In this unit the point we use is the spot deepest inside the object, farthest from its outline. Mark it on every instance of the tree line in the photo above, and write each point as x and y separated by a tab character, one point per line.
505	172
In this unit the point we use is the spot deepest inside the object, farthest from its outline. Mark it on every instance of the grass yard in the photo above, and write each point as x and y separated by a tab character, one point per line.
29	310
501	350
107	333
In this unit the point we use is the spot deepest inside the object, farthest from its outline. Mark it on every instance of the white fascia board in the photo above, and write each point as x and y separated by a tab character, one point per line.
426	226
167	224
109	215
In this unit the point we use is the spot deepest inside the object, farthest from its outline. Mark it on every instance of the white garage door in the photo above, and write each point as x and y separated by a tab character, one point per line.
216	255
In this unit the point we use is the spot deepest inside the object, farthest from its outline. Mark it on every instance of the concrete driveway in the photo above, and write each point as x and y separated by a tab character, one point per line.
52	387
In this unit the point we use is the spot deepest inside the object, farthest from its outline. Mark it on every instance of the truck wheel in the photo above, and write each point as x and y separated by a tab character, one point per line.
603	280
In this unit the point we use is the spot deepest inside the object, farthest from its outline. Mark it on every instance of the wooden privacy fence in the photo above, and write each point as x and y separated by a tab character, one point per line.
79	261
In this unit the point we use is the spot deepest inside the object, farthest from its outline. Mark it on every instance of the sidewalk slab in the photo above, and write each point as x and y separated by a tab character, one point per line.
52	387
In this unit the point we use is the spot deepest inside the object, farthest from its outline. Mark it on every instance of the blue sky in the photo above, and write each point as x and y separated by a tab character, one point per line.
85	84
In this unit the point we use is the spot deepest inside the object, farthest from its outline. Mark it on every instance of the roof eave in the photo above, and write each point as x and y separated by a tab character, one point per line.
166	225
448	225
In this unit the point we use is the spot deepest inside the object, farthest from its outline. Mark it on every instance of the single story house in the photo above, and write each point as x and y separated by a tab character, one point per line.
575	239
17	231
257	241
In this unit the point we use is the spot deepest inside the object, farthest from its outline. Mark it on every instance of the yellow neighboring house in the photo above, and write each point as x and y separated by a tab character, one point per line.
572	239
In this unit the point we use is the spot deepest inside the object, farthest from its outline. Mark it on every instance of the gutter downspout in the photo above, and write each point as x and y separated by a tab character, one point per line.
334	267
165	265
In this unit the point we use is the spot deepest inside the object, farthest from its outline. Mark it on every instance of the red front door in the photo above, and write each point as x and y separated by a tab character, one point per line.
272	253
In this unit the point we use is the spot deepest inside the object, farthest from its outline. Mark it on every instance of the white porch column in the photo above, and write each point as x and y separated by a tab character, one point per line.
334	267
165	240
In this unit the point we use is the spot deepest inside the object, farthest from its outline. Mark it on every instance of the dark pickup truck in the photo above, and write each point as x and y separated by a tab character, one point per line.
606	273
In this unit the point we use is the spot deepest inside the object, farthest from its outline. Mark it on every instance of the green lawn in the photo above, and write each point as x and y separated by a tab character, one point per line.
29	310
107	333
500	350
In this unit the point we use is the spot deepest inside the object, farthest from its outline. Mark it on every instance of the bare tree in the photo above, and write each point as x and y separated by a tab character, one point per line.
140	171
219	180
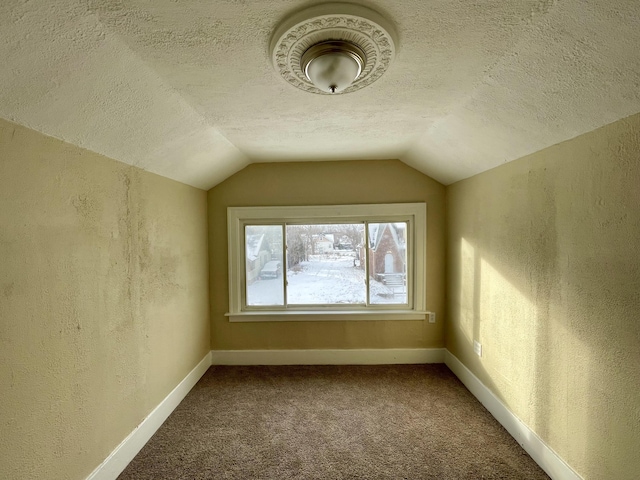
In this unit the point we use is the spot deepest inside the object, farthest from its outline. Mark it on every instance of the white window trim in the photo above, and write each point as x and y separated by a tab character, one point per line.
414	213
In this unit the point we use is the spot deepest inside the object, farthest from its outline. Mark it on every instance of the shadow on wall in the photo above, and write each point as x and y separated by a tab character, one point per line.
548	290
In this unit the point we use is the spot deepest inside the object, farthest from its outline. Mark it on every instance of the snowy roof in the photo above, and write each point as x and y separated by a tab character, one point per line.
376	232
254	245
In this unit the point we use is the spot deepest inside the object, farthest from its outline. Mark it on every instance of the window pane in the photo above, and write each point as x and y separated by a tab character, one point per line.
264	279
388	263
323	264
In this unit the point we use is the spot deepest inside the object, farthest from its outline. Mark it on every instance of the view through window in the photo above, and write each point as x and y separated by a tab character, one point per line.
326	264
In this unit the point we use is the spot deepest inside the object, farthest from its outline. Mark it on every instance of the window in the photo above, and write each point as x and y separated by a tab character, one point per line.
325	262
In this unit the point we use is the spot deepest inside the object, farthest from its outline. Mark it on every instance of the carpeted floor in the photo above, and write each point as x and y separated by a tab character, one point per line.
331	422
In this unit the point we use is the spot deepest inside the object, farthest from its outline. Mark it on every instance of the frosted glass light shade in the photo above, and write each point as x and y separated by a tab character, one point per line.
332	66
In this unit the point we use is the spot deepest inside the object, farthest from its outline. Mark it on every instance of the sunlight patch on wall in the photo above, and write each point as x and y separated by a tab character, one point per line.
507	333
467	290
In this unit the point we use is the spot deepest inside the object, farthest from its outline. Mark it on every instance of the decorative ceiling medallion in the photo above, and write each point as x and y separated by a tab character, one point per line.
339	22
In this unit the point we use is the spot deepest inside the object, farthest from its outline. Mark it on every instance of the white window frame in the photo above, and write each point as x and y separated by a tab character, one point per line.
415	214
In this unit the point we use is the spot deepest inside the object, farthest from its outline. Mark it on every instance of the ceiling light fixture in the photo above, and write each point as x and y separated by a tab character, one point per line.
333	48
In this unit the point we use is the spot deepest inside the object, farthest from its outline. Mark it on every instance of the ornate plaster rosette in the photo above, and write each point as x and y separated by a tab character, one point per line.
335	21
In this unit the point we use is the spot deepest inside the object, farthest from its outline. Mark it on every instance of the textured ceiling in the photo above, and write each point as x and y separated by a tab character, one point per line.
186	89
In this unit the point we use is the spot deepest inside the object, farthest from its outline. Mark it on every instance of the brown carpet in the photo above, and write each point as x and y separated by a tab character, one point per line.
331	422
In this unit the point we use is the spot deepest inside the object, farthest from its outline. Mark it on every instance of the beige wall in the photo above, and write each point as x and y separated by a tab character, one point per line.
103	301
544	270
325	183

+++

TASK DIRECTIONS →
Return each line of the material exactly as written; exclude the pictures.

FINISHED TASK →
In this unit the point we use is the spot deepest inside the object, farthest from its outline. Mark it on every instance of the tree line in the photo above, and write each point as x and y separated by a tab character, one point per line.
505	172
In this unit the point we use is the spot deepest inside the object, farthest from its outline. Mark it on every instance of the grass yard in the photo above, and write each point as x and y separated by a tab character, one point per line.
29	310
501	350
107	333
In this unit the point we use is the spot deepest inside the object, farthest from its outline. Mark it on every instance of the white fascia board in the photo above, and write each point as x and y separated by a tab character, one point per line.
426	226
167	224
109	215
In this unit the point we use is the spot deepest inside the object, farthest from its outline. Mark it on every instance of the white garage door in the photo above, and write each point as x and y separated by a tab character, one point per line.
216	255
In this unit the point we use is the spot deepest inside the object, farthest from its outline. Mark it on every instance of the concrete driveway in the photo above, and write each point as x and y separated by a tab character, one point per line.
52	387
In this unit the point we use is the spot deepest inside the object, farthest from its outline. Mark it on every instance of the truck wheel in the photo above, and write each point as x and y separated by a tab character, one point per line.
603	280
In this unit the point we use is the spot deepest inside the object, farthest from its outline. Mark it on every instance of the wooden privacy fence in the photo above, and write each point as x and y separated by a tab character, one point per line.
79	261
In this unit the point we use is the spot deepest inside the object, farthest from its outline. Mark it on every instance of the sidewalk slab in the photo above, and write each point as x and y separated by a tab character, one point per line.
52	387
In this unit the point we use is the spot deepest inside the object, farthest from its outline. Mark it on every instance of the blue sky in the photo above, and write each point as x and y separated by a tab character, one point per line.
85	84
In this unit the point we use is the spot deepest inside the object, farthest from its outline. Mark it on every instance of the roof eave in the photo above, and write each point as x and y separated by a tab character, one point per line.
166	225
448	225
In this unit the point we use is the spot deepest inside the object, farthest from its outline. Mark it on every instance of the single story house in the photo above, and write each point as x and y separated by a tab character, one point per line.
575	239
17	231
257	241
In this unit the point we use is the spot deepest inside the object, farthest from its outline. Mark it on every instance of the yellow neighboring house in the photo above, and write each point as x and y separated by a tab character, one point per line.
572	239
In this unit the point we use is the spot deepest inside the object, farthest from its outline. Mark it on every instance of the gutter downspout in the photo above, and write each point as x and y separated by a tab character, one point per line.
334	267
165	265
In this unit the point we use is the spot deepest inside the object, farthest from its outline. Mark it on every instance of the red front door in the photo above, and write each point as x and y separated by a tab character, one point per line.
272	253
In this unit the point we use is the spot deepest inside the object, farthest from its outline. Mark it on every instance of the white porch column in the photo above, and write each point as x and y separated by a tab character, one point per line.
334	267
165	240
In this unit the point we use is the spot deepest inside the object, farthest from its outline. Mark it on every instance of the dark pickup truck in the photo above, and write each point as x and y separated by a tab character, one point per line.
606	273
In this unit the point we use is the spot deepest inside the object, farthest from its outline. Mark it on every instance of the green lawn in the photo above, and write each point as x and y separated by a tab character, one point per line.
29	310
107	333
500	350
In this unit the point we use is the spot deepest inside the object, farthest from its outline. Mark it on every instance of the bare tree in the photo above, and write each point as x and y separated by a tab character, one point per line.
140	171
219	180
In this unit the point we use is the spot deepest inside the object, farthest from its outline. Mark it on every instance of the white window trim in the photo above, and write each point as x and y separated by a tab character, one point per line.
414	213
In this unit the point we use is the spot deepest inside the object, farthest from its outline. Mark it on every instance of the shadow on wall in the photo above, and write each point as x and y separated by a tab character, one point per line.
548	290
In this unit the point we use is the spot deepest inside the object, farthest from its outline. Mark it on every instance of the snowy roof in the photo above, and write each point as x and y separated by a tab character, one point per line.
376	232
254	245
In this unit the point we use is the spot deepest inside the object, farthest from its outline. Mark it on every instance of the window pane in the photo above, and write each point as x and y separated by a tab character, one point per line.
264	279
388	263
323	264
In this unit the point we use is the spot deepest inside the object, farthest from its outline. Mark it on every instance of the view through window in the photo above, and write each point as x and y separated by a tab character, one point per line.
326	264
In this unit the point we use is the spot deepest inside the object, farthest from its outline. Mark it on every instance of the window in the photo above, and write each point as x and y separated by a tab character, one point per line.
325	262
In this unit the point we use is the spot deepest inside the object, farthest from its outline. Mark it on every instance of the carpeted floor in the photo above, and write each point as x and y separated by a tab character, one point per line.
331	422
In this unit the point we use is the spot deepest inside the object, farthest from its outline. Mark it on every instance of the frosted glass light shade in the photo above, and write each point as x and y separated by a tab character, one point per line.
332	66
In this unit the point we use is the spot deepest inside the object, farthest from its outline. Mark it on every instance of the sunlight patch on wall in the photo above, and write each point as x and y separated by a tab character, one point per line.
507	333
467	290
In this unit the point we use is the spot deepest inside the object, farthest from its outline. Mark it on every instance of the decorative ceiling medallion in the photo above, and write each point as x and y separated by a tab character, one point per line.
339	22
In this unit the point we use is the spot deepest inside the object, farthest from its outline. Mark it on every instance of the white window frame in the photo above, and write each point as x and y separated by a tab character, one point per line.
415	214
In this unit the point we use is the spot deepest inside the object, farthest from its outline. Mark it on every instance of the ceiling light fixture in the photo above, and write each point as x and y separated by a tab character, one point per line.
333	48
In this unit the point we use is the spot deepest inside the object, farthest from its outline. Mark it on every instance of the ornate plaster rosette in the photo above, and write each point as x and y separated by a tab character, one point per line.
335	21
In this unit the point we use is the spot deepest inside the object, farthest from its outline. Mark it on every instance of the textured ceiling in the photo above, and write each point as x and y separated by a tab character, one point per line.
186	89
In this unit the point we use is the spot deepest inside the object, farthest from its outline. Mark it on every instance of the brown carpet in the photo above, and write each point as x and y separated by a tab character, one point per line.
331	422
In this unit the point we use is the spot deepest inside the object, farthest from its outline. Mark it on every instance of the beige wall in the photo above, and write each point as x and y separated by a tab character, one point per line.
103	301
544	270
325	183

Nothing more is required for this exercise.